**Given entries:**
((

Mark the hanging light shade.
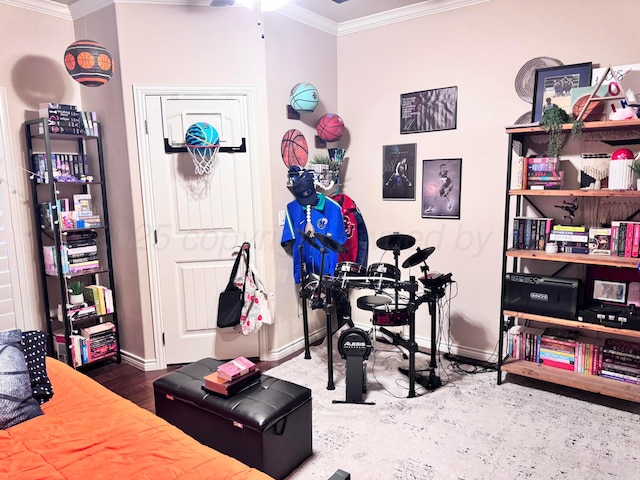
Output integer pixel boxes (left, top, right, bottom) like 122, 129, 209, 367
63, 39, 114, 87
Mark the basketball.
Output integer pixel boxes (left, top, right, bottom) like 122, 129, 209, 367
185, 122, 219, 147
63, 39, 114, 87
316, 113, 345, 142
290, 82, 319, 112
572, 95, 604, 122
281, 129, 308, 168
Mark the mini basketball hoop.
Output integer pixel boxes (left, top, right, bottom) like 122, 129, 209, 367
186, 144, 220, 175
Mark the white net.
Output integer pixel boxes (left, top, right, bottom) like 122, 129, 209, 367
186, 144, 220, 175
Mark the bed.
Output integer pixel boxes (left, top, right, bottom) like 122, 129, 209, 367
1, 353, 273, 480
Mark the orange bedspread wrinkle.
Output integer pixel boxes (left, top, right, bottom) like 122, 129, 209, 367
1, 358, 273, 480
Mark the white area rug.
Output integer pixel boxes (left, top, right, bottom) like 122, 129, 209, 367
267, 336, 640, 480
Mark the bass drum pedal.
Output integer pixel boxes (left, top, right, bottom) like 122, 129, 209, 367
334, 328, 375, 405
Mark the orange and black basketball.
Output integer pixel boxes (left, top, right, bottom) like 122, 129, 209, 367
316, 113, 345, 142
64, 39, 114, 87
281, 129, 308, 168
572, 95, 604, 122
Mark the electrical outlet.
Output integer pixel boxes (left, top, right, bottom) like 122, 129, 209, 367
278, 210, 286, 226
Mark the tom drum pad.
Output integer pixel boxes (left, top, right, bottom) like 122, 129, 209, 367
367, 263, 400, 287
335, 262, 365, 280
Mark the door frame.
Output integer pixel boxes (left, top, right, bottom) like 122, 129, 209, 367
0, 87, 32, 331
132, 84, 267, 369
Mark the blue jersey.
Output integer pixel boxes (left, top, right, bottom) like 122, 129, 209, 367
281, 194, 347, 283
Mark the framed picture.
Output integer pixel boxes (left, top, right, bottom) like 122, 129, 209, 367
382, 144, 416, 200
531, 62, 592, 123
400, 86, 457, 134
422, 158, 461, 219
592, 279, 627, 304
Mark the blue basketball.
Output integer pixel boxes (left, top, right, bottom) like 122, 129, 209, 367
289, 82, 319, 112
185, 122, 219, 147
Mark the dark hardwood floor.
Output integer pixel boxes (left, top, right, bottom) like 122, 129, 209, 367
84, 353, 300, 414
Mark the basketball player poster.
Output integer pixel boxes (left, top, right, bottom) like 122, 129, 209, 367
382, 143, 416, 200
422, 158, 462, 219
400, 87, 457, 134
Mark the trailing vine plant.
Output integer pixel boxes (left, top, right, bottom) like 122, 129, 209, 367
539, 105, 583, 158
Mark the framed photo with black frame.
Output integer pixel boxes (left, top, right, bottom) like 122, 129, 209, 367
592, 279, 627, 304
531, 62, 592, 122
422, 158, 461, 219
382, 143, 416, 200
400, 86, 458, 134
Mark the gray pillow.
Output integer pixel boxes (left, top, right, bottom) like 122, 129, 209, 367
0, 329, 43, 429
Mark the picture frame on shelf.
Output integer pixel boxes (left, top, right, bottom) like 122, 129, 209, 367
531, 62, 592, 123
592, 279, 627, 304
421, 158, 461, 219
400, 87, 457, 134
382, 143, 416, 200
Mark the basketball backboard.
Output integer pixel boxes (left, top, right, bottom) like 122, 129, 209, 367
161, 96, 246, 153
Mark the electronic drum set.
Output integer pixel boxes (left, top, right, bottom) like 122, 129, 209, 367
297, 231, 453, 401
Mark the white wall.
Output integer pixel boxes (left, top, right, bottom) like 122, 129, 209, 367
337, 0, 640, 358
3, 0, 640, 363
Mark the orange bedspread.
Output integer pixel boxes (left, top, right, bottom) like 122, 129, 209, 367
1, 358, 273, 480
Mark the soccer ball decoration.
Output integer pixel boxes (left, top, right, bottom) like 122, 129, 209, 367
64, 40, 114, 87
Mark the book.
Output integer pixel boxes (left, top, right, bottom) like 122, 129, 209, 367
216, 356, 257, 381
202, 369, 261, 397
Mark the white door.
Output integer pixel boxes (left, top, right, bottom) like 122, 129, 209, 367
143, 93, 260, 364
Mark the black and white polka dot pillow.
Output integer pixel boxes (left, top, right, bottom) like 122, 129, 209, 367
21, 331, 54, 404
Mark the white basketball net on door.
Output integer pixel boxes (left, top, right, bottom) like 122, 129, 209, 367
186, 144, 220, 175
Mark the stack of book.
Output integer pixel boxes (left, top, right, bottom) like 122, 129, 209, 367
611, 221, 640, 257
548, 225, 589, 253
523, 156, 564, 190
80, 322, 117, 364
83, 285, 114, 315
64, 231, 99, 273
600, 338, 640, 385
538, 329, 578, 371
38, 102, 98, 136
58, 302, 97, 322
512, 217, 552, 250
73, 193, 101, 228
203, 356, 260, 397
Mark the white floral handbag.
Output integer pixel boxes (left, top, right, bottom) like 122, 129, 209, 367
237, 271, 264, 335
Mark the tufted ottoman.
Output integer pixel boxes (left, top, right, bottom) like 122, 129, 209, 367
153, 358, 312, 480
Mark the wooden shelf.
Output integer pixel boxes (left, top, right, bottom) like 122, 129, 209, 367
503, 310, 640, 339
506, 118, 640, 135
509, 189, 640, 197
506, 249, 640, 268
501, 358, 640, 402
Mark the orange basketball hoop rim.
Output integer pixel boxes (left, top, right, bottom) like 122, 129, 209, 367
186, 143, 220, 175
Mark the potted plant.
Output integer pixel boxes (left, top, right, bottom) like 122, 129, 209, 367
68, 280, 85, 305
630, 157, 640, 190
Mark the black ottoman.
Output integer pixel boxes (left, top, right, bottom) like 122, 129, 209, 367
153, 358, 312, 480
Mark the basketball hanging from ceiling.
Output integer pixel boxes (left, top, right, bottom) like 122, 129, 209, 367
64, 40, 114, 87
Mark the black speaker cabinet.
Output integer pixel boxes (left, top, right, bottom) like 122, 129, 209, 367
503, 273, 582, 320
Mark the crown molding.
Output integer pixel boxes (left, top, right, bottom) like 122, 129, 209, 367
1, 0, 71, 19
277, 3, 338, 36
2, 0, 488, 34
338, 0, 490, 36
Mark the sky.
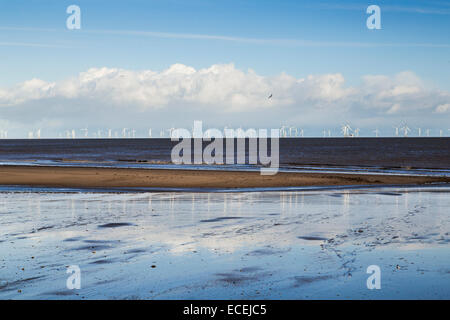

))

**Assignment:** Establish how many lines of the material above hold the word "picture". Nothing but the count should be returned.

**Solution for this exercise:** 2